Dataset records

+ + +

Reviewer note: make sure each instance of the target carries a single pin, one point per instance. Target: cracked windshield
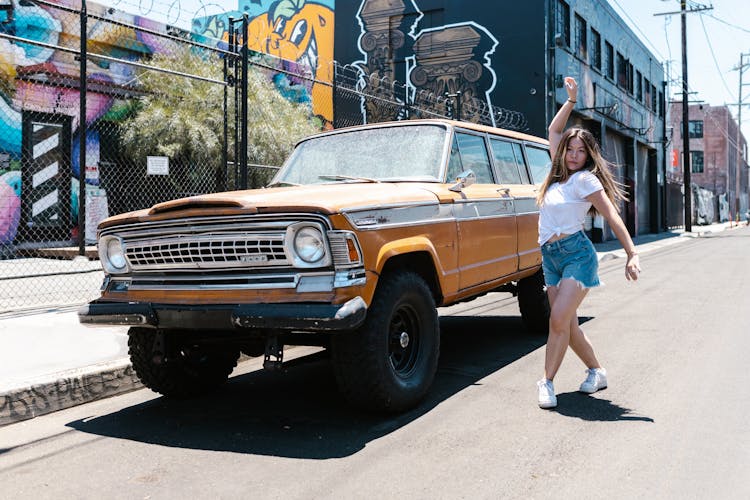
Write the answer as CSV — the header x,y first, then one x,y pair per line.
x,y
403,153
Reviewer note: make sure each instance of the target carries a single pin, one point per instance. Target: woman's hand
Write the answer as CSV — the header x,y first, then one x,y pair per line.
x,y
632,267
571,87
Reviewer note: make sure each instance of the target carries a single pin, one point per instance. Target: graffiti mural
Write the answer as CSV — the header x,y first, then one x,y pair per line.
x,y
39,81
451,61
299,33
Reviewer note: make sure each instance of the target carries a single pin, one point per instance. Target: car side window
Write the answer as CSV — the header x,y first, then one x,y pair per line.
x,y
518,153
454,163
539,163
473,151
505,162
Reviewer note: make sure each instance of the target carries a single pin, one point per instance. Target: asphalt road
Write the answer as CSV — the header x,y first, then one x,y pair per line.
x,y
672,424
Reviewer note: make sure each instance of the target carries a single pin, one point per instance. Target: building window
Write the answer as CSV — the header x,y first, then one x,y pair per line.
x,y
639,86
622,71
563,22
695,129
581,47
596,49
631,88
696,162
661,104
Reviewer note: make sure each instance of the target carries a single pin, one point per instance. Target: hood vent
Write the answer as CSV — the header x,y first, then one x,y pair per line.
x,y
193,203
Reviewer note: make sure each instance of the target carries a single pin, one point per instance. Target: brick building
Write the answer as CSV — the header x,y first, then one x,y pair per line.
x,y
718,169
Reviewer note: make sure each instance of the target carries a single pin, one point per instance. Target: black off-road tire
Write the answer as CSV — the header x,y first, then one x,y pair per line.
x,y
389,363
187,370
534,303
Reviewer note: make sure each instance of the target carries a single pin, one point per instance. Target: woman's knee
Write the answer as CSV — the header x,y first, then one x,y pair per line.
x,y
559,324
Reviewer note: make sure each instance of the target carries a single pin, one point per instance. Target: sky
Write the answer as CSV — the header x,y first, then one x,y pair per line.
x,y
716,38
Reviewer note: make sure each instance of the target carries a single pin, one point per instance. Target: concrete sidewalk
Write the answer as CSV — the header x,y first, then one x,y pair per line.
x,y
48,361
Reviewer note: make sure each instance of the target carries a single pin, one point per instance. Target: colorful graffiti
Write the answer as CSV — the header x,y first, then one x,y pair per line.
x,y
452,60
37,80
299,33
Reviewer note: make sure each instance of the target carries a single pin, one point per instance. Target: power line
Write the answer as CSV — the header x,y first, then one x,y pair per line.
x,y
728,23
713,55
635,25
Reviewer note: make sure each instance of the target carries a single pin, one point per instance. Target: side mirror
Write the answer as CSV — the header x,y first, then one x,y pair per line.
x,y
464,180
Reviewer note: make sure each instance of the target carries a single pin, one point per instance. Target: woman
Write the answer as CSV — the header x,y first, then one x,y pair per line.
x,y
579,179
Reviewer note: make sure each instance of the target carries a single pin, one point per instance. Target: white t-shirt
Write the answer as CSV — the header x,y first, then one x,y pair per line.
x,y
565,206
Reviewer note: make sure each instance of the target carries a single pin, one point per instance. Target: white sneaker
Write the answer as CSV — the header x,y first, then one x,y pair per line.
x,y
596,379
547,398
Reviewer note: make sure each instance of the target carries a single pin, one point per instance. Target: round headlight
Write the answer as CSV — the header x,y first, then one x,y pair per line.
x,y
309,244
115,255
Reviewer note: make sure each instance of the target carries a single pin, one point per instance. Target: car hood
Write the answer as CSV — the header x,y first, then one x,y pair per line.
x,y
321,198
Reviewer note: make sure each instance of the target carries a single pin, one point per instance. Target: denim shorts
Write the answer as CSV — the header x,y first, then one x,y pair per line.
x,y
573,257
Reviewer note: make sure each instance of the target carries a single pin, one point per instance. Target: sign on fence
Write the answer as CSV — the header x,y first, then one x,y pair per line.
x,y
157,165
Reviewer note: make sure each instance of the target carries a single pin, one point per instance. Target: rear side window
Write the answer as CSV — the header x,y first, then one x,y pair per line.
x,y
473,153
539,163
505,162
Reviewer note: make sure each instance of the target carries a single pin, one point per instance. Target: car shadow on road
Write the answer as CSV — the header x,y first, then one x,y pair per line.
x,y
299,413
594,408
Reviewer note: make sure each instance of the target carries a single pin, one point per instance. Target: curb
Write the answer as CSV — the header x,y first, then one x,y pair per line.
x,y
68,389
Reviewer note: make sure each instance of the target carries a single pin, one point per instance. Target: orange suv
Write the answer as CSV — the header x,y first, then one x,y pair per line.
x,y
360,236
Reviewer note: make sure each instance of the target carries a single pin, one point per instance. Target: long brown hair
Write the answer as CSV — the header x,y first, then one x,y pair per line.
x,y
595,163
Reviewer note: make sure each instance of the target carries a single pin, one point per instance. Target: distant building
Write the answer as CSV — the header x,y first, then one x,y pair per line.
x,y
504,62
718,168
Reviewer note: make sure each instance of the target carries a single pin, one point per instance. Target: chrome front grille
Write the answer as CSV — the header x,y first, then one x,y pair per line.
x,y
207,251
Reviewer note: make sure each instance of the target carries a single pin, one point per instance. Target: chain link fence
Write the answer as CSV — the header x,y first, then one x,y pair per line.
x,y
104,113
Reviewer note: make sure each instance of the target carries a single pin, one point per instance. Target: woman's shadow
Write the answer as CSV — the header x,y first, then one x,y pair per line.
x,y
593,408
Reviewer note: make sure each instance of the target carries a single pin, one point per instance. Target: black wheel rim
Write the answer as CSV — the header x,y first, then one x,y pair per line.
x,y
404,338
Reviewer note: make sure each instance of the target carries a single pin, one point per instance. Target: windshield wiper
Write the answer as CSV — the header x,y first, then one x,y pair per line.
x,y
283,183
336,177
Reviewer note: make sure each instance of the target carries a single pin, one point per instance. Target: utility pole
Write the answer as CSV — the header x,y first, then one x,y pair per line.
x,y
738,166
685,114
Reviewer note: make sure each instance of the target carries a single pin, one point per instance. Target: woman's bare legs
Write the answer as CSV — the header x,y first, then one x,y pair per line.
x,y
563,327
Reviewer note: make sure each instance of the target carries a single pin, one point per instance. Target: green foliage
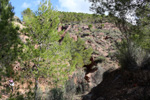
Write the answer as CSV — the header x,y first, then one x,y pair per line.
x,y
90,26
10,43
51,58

+ + +

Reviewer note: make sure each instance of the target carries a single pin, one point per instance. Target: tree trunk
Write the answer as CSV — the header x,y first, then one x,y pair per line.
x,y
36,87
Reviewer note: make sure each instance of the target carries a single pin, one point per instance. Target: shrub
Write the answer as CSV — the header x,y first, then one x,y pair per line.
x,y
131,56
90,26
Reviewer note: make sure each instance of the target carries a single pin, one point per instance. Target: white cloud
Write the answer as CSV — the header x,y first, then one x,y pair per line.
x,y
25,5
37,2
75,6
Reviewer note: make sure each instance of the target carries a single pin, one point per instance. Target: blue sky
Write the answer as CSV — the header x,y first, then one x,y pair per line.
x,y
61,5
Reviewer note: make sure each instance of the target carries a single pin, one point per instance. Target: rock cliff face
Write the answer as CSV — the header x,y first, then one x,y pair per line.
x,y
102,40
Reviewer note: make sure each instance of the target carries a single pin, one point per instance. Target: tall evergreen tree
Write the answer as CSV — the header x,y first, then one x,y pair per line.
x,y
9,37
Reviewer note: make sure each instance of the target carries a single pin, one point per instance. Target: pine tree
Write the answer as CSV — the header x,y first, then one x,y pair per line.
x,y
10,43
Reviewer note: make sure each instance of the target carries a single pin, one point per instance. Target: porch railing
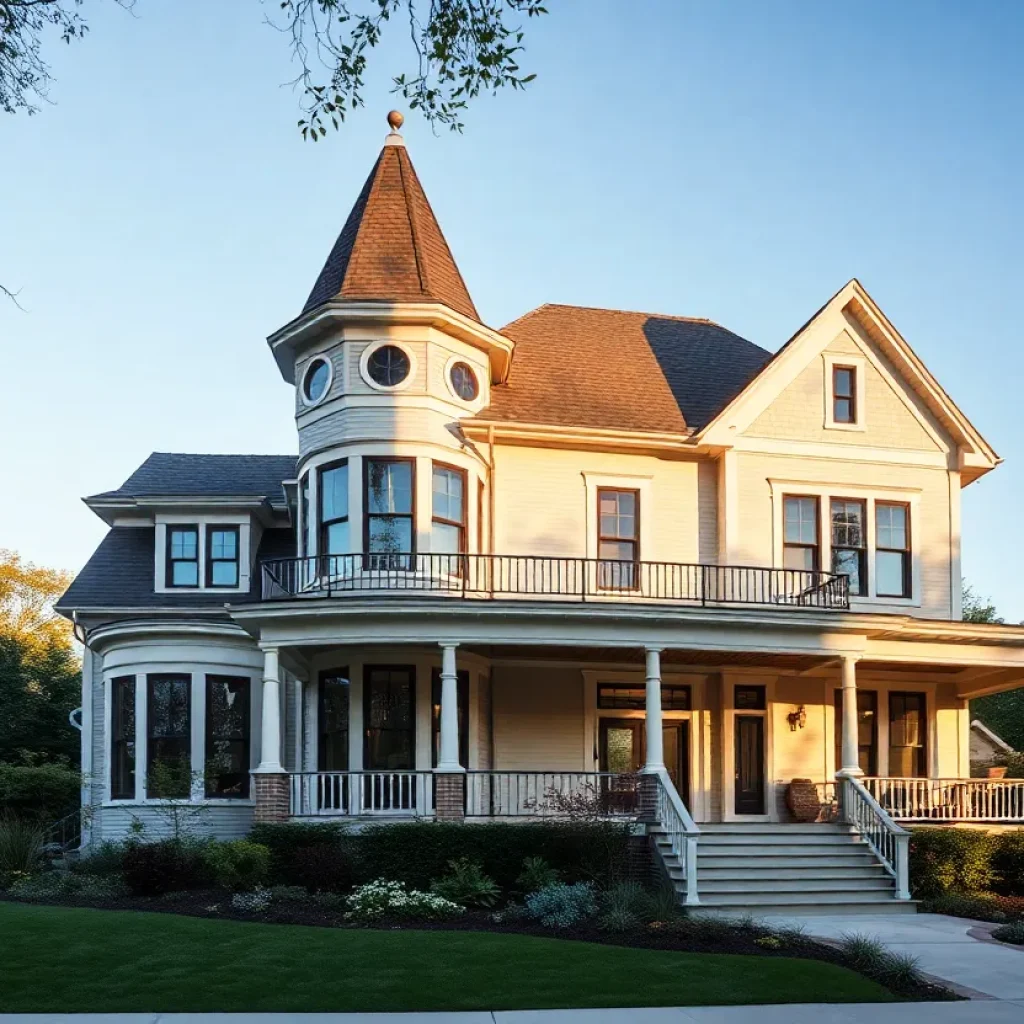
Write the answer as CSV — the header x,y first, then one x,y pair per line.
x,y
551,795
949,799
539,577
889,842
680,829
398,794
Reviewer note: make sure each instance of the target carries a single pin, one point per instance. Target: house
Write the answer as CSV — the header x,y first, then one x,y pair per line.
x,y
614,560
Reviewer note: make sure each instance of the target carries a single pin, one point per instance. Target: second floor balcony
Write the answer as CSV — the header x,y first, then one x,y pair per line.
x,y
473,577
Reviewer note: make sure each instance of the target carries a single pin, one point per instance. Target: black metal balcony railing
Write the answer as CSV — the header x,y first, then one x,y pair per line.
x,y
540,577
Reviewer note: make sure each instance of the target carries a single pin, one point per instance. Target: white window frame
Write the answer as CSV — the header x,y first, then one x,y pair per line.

+ + +

- [WHAT IS NEEDED]:
Count the lines in the rows above that contain the word "hood". Reply with only the number.

- [OUTPUT OF THE EXERCISE]:
2